**ПРЕДЛОЖЕННЫЙ ОТРЫВОК**
По нынешним временам редкое это качество - жить не своим пупком, а проблемами тех, кто рядом с тобой. Кустов по душе, по сердцу коллективист, а не эгоист. Ему хорошо с людьми, а не наедине с собой. Он не устает от них. Поэтому во все-то он вмешивается и все-то его касается. В связи с этим человеком вспомнилась мне одна притча. Как-то один из цезарей Рима пригласил к себе на пир самых известных гурманов и решил поразить их невиданным блюдом. Позвав раба-повара, цезарь сказал ему: "Если ты сумеешь удивить моих гостей, я дам тебе свободу". "Хорошо", - ответил повар и удалился. Настал час пира. Одно яство было роскошнее другого, но ничему не удивлялись пресыщенные обжоры. Наконец, сам повар вынес к столу огромное блюдо вареных раков: "Вот, цезарь, взгляни на это чудо", - предложил повар. "Что же тут удивительного?" - захохотали римляне. "А вы посмотрите, все раки шевелятся", - спокойно ответил повар. Гости внимательно посмотрели на вареных раков и заметили, что те действительно двигаются. Изумлению не было границ, такого гости действительно никогда не видели. "Как ты это сделал?" - спросил довольный император. "Очень просто. Я положил вниз одного живого рака. Он шевелится и двигает всех остальных".
Иногда достаточно одного, кто шевелится, чтобы заставить двигаться других. Очень важно иметь такого человека в любом деле. Именно таким до конца своих дней оставался Кустов. Он привлекал меня, и я взялся за роль с интересом и уважением к этой исключительной личности.
Работа шла споро. Мы с Менакером легко нашли общий язык на съемках, которые велись в павильоне "Ленфильма" и на натуре в Симферополе и в городе Сланцы Ленинградской области. И вот здесь-το, в Сланцах, я и встретился с настоящим Алексеем Ивановичем Кустовым. Да, прототип образа носил то же самое имя. Дело в том, что в юности сценарист Александр Галин работал в Сланцах и там познакомился с Кустовым, который действительно руководил духовым оркестром в школе для трудных подростков. А спустя несколько лет Галин на этом материале написал свой "Последний побег". Когда мы начали снимать, школа по-прежнему работала. Грустное учреждение, в ней учились мальчишки девяти-пятнадца- ти лет. К счастью, большинство из них после школы становились на ноги. Но, к сожалению, не все. Кто-то скатывался ниже, а Кустов, как умел, препятствовал этому. Мне страшновато было встретиться с ним: бывший железнодорожник, самоучка- музыкант, он занимался поистине сизифовым трудом. Набирал для оркестра ребят из вновь прибывших в школу и учил их играть на музыкальных инструментах небольшой, но боевой, бодрый репертуар. А особой гордостью для Алексея Ивановича было участие его оркестра в майских и ноябрьских демонстрациях. Через какое-то время оркестр распадался - ребята оканчивали школу, и Кустов начинал создавать оркестр сначала. И так много лет. Но сколько любви и веры в необходимость своего труда для этих непростых мальчишек с поломанными уже судьбами было у этого человека!

**ЧТО ТРЕБУЕТСЯ**
Выпишите из отрывка о Кустове фрагмент без изменений, начиная со слов «Иногда достаточно одного, кто» и до слов «этой исключительной личности.» включительно.

**ИСХОДНЫЕ ДАННЫЕ**
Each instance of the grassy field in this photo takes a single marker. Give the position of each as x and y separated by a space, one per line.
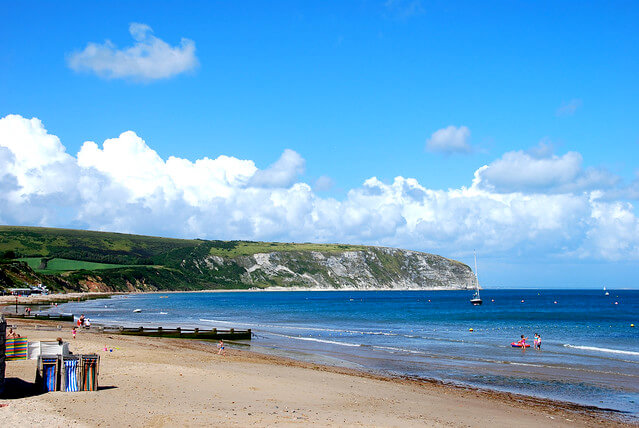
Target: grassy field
247 248
65 265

**ОТВЕТ К ЗАДАНИЮ**
Иногда достаточно одного, кто шевелится, чтобы заставить двигаться других. Очень важно иметь такого человека в любом деле. Именно таким до конца своих дней оставался Кустов. Он привлекал меня, и я взялся за роль с интересом и уважением к этой исключительной личности.